Tekst źródłowy:
Mówi: | Jadwiga Emilewicz |
Funkcja: | minister przedsiębiorczości i technologii |
Polska branża kosmiczna się rozwija. Minister Emilewicz największe szanse polskiego sektora upatruje w aplikacjach satelitarnych i nanosatelitach
Polskie firmy podbijają sektor kosmiczny. Działają głównie jako podwykonawcy, ale coraz częściej współpracują z największymi agencjami i firmami kosmicznymi na świecie. Polską specjalizacją już wkrótce mogą się stać nanosatelity i aplikacje satelitarne. Wysłaliśmy już w kosmos 80 instrumentów badawczych. Według minister Emilewicz polska branża jest na takim poziomie rozwoju, że może aktywnie uczestniczyć w światowym rynku technologii kosmicznych.
– To, co jest dzisiaj naszą ambicją, to aby któreś z podmiotów tego sektora stały się partnerami globalnych prime’ów bądź największych agencji kosmicznych, które najwięcej wydają na technologie kosmiczne. W Europie mówimy o Niemcach, Francuzach, Włochach, Brytyjczykach czy Hiszpanach, oczywiście o USA także, a zatem mówimy o europejskiej kosmicznej piątce i tych globalnych największych graczach – mówi w rozmowie z agencją informacyjną Newseria Innowacje Jadwiga Emilewicz, minister przedsiębiorczości i technologii.
Polska Agencja Kosmiczna poczyniła już pierwsze kroki ku nawiązaniu współpracy z największymi graczami na rynku technologii kosmicznych. Podczas warsztatów zorganizowanych we współpracy z delegacją naukową z Niemieckiej Agencji Kosmicznej omawiano m.in. osiągnięcia technologiczne obu państw w dziedzinie monitorowania zmian klimatycznych przy wykorzystaniu danych satelitarnych.
Z kolei polska firma Astronika podjęła współpracę z NASA i opracowała próbnik kosmiczny zaprojektowany z myślą o marsjańskiej misji InSight. Dzięki penetratorowi Kret HP3, sonda będzie się mogła wgryźć w marsjański grunt i pobrać próbki z głębokości ok. pięciu metrów. Lądownik powinien dotrzeć na Marsa 26 listopada, a po dwumiesięcznym okresie przygotowawczym rozpocznie dwuletnią misję badawczą.

Zadania:
• A. Przepisz z tekstu o polskiej branży kosmicznej wszystko od „Z kolei polska” aż do „dwuletnią misję badawczą.”.
• B. Wyjaśnij w jednym do trzech zdań, korzystając z tekstu o polskiej branży kosmicznej, dzięki czemu sonda misji InSight będzie mogła pobrać próbki marsjańskiego gruntu.
Wykaz nie ma tu żadnego znaczenia.

Dostarczony wykaz:
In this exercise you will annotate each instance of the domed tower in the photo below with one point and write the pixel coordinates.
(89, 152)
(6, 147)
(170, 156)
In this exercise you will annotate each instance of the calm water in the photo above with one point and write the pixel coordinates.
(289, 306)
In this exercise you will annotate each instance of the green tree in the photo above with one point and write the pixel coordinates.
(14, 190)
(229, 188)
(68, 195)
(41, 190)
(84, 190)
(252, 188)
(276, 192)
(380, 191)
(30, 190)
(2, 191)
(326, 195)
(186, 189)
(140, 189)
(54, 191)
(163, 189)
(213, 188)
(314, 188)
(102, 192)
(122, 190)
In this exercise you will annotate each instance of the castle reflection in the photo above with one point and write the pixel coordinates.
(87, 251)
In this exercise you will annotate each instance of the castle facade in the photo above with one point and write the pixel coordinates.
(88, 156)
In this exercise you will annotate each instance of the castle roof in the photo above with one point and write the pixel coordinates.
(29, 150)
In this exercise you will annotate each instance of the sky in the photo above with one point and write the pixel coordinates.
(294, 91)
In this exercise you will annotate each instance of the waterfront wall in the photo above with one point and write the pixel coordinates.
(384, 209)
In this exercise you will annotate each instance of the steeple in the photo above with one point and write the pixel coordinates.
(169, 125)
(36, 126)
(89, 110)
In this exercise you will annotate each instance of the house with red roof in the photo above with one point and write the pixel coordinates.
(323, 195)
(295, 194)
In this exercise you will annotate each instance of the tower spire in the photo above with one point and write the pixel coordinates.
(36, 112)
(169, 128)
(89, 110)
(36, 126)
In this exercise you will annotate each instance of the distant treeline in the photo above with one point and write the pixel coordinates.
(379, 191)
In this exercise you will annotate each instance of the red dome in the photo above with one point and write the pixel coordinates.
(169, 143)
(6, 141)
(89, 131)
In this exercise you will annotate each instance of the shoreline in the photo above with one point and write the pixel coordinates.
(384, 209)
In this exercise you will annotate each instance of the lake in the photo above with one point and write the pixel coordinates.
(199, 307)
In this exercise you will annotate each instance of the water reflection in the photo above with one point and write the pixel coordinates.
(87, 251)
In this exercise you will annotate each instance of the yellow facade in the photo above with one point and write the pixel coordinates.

Odpowiedzi do zadań:
• A.
Z kolei polska firma Astronika podjęła współpracę z NASA i opracowała próbnik kosmiczny zaprojektowany z myślą o marsjańskiej misji InSight. Dzięki penetratorowi Kret HP3, sonda będzie się mogła wgryźć w marsjański grunt i pobrać próbki z głębokości ok. pięciu metrów. Lądownik powinien dotrzeć na Marsa 26 listopada, a po dwumiesięcznym okresie przygotowawczym rozpocznie dwuletnią misję badawczą.

• B. Sonda będzie mogła wgryźć się w marsjański grunt i pobrać próbki z głębokości około pięciu metrów dzięki penetratorowi Kret HP3. To element próbnika, który polska firma Astronika opracowała we współpracy z NASA z myślą o misji InSight.